[Start Excerpted data]
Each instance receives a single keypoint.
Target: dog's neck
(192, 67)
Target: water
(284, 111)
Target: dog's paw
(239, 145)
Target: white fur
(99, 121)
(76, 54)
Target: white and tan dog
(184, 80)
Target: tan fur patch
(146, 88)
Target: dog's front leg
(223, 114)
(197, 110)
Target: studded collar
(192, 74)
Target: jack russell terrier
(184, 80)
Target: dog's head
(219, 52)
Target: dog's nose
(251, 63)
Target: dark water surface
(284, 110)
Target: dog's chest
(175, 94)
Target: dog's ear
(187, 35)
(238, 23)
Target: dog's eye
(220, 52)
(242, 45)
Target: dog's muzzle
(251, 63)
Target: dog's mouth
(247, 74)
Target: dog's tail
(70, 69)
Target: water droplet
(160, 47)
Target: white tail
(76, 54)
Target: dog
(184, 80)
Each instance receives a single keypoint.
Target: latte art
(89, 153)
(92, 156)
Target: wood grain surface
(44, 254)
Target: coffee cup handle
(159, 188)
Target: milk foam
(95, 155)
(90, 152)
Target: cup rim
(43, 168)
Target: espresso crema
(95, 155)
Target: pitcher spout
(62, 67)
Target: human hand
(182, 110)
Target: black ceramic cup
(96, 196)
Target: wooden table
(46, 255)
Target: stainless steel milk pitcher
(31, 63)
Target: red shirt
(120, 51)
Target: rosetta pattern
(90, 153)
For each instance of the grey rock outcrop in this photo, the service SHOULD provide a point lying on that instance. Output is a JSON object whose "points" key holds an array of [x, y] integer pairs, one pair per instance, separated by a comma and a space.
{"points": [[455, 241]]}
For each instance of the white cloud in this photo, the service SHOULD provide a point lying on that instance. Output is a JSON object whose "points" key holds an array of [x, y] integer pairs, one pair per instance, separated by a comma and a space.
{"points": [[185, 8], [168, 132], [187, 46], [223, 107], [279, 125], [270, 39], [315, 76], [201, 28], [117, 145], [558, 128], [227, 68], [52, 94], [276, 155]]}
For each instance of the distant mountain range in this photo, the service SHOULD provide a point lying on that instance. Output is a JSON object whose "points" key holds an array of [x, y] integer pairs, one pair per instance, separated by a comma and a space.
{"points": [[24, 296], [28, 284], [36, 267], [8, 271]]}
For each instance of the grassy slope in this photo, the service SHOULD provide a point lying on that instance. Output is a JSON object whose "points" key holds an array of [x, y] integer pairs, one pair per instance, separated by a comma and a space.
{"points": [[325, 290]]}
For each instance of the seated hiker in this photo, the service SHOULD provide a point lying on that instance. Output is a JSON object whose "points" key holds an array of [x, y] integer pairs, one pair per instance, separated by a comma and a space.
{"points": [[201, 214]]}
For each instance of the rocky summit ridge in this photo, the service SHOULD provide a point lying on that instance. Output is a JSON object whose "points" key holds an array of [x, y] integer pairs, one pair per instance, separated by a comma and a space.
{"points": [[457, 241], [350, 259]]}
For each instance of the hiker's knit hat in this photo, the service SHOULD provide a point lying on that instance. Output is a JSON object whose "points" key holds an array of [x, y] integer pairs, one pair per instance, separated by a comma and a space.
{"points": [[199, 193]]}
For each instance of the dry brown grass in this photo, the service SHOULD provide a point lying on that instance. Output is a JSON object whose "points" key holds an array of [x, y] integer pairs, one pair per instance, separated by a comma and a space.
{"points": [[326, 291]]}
[End Excerpted data]
**What to do**.
In the listing above, find the line containing "For each instance of the seated", then reproduce it and each line after it through the end, exactly and with nothing added.

**Reply**.
For each instance of the seated hiker in this photo, the service SHOULD provide a point lying on that instance. Output is a JSON object whose "points" key holds an array of [x, y] integer pairs, one pair per instance, separated by a comma and a space.
{"points": [[201, 214]]}
For each instance of the rocky summit ridge in this photo, the service SHOULD provide a point lying on that instance. Output is a JSON object whose "points" key holds an array of [x, y] integer pairs, one pair per instance, separated by a comma and a space.
{"points": [[457, 241], [350, 259]]}
For each instance of the hiker's knit hat in this photo, the service SHOULD provide a point lying on that instance. Output is a JSON object whose "points" key holds an array of [x, y] integer pairs, one pair per instance, separated by a comma and a space.
{"points": [[199, 193]]}
For each instance of the dry brown grass in this photo, the service SHOULD provide a point lying on that instance. Output is a JSON object whose "points" key holds an array of [x, y] integer pairs, one pair per instance, separated by a comma and a space.
{"points": [[326, 291]]}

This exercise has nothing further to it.